● **Texte sélectionné**:
Le fait de ne pas voir une vision du monde n’implique pas de ne pas voir en le capitalisme un « système ». Là est le paradoxe des guérillas urbaines occidentales. D’un côté, elles se définissent de manière « mouvementiste », se revendiquant comme existant par des actions, qui sont des programmes ou plutôt des contre-programmes.
Elles récusent d’avoir une conception dogmatique, une vision du monde entièrement cohérente.
Pourtant, en même temps, elles considèrent que leur existence même repose sur un système. Ce système consiste en l’illégalité et l’action contre le cœur de l’État, afin de désarticuler celui-ci et de recomposer le prolétariat dans une guerre de longue durée.
Ce système ne se veut pas idéologique, mais forme un « patrimoine » qui définit, de différentes manières, chaque guérilla urbaine.
Or, ce n’est pas cohérent, car on a alors un système totalement fermé, purement opératoire, coupé finalement de toute consistance idéologique.
Cela revient à un « wargame », avec d’un côté l’État et le capitalisme cherchant à maintenir leurs positions, de l’autre un noyau communiste cherchant à conquérir des positions (c’est-à-dire recomposer le prolétariat).
Il n’y a alors que deux possibilités.
Soit les guérillas urbaines ont découvertes une nouvelle exigence, celle de concevoir de manière « informatique » le mode de production capitaliste, ainsi que le processus révolutionnaire. Ce faisant, elles ont raté que c’est la révolution qui forme le système, pas la contre-révolution, puisque le nouveau chasse forcément l’ancien.
Soit leur approche relève du fantasme.
Cette seconde interprétation a été contemporaine des guérillas urbaines d’Europe occidentale. Des groupes pratiquant l’illégalité et la lutte armée (au sens d’une technique utile, dans un sens pragmatique) reprochèrent aux « guérilleristes » d’avoir une lecture « mouvementiste », de se croire dans un wargame.

● **Données fournies**:
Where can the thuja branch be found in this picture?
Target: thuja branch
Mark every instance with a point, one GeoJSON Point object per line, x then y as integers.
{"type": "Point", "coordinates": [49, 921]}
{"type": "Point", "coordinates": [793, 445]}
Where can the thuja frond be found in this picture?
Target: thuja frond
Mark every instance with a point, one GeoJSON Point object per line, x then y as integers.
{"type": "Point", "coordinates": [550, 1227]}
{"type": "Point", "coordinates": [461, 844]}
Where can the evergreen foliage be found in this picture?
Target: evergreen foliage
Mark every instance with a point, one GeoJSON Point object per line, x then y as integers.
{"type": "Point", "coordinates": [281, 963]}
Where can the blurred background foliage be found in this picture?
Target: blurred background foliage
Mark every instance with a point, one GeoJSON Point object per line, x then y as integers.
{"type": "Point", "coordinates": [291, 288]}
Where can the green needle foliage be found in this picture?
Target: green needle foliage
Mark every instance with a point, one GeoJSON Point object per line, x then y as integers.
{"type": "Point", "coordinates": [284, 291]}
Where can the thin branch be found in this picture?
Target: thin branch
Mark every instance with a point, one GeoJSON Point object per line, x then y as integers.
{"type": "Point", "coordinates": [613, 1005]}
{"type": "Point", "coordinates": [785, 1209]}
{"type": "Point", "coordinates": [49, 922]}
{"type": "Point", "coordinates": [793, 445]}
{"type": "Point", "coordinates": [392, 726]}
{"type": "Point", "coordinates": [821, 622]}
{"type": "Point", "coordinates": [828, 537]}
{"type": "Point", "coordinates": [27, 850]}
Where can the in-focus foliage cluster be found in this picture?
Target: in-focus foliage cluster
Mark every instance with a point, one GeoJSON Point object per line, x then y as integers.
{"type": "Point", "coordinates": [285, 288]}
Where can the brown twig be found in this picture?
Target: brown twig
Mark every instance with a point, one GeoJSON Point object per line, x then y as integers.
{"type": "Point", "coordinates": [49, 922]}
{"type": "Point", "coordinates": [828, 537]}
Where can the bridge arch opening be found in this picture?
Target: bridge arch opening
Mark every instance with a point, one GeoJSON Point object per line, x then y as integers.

● **Liste des tâches**:
1 > Recopiez, dans le texte sur les guérillas urbaines, tout ce qui va de «Ce système ne» jusqu'à «recomposer le prolétariat).».
2 > Selon le texte sur les guérillas urbaines, en quoi consiste le système sur lequel ces guérillas estiment que repose leur existence ?
3 > Donnez la suite du texte sur les guérillas urbaines, à partir de sa dernière phrase.

● **Réponses par tâche**:
1 >
Ce système ne se veut pas idéologique, mais forme un « patrimoine » qui définit, de différentes manières, chaque guérilla urbaine.
Or, ce n’est pas cohérent, car on a alors un système totalement fermé, purement opératoire, coupé finalement de toute consistance idéologique.
Cela revient à un « wargame », avec d’un côté l’État et le capitalisme cherchant à maintenir leurs positions, de l’autre un noyau communiste cherchant à conquérir des positions (c’est-à-dire recomposer le prolétariat).

2 > En l'illégalité et l'action contre le cœur de l'État, afin de désarticuler celui-ci et de recomposer le prolétariat dans une guerre de longue durée.

3 >
Cette critique est notamment exprimée en Espagne dans le document « Deux lignes » de la Commune Karl Marx des militants emprisonnés du PCE(r) et des GRAPO, qui en 1987 résume les reproches faits aux « mouvementistes ». Le document eut un écho important alors.
« Deux lignes » reproche somme toute aux guérillas urbaines « mouvementistes » d’être un « contre-programme » :
« Les « anti-impérialistes » n’ont pas de programme politique communiste, que toute leur tactique repose sur l’activité « anti-impérialiste », anti-USA, anti- OTAN (…).
Il est clair que, derrière des concepts comme la « prolétarisation militante », « l’aliénation et l’embourgeoisement des ouvriers », les « processus à la base », etc. se cache une dénaturation du marxisme (…).
Ils affirment que l’élément subjectif est l’élément essentiel et l’élément « décisif pour la lutte dans les centres impérialistes », les centres impérialistes « ne produisant spontanément – à partir des contradictions objectives et des conditions existantes… – aucune condition révolutionnaire mais seulement destruction et pourriture ».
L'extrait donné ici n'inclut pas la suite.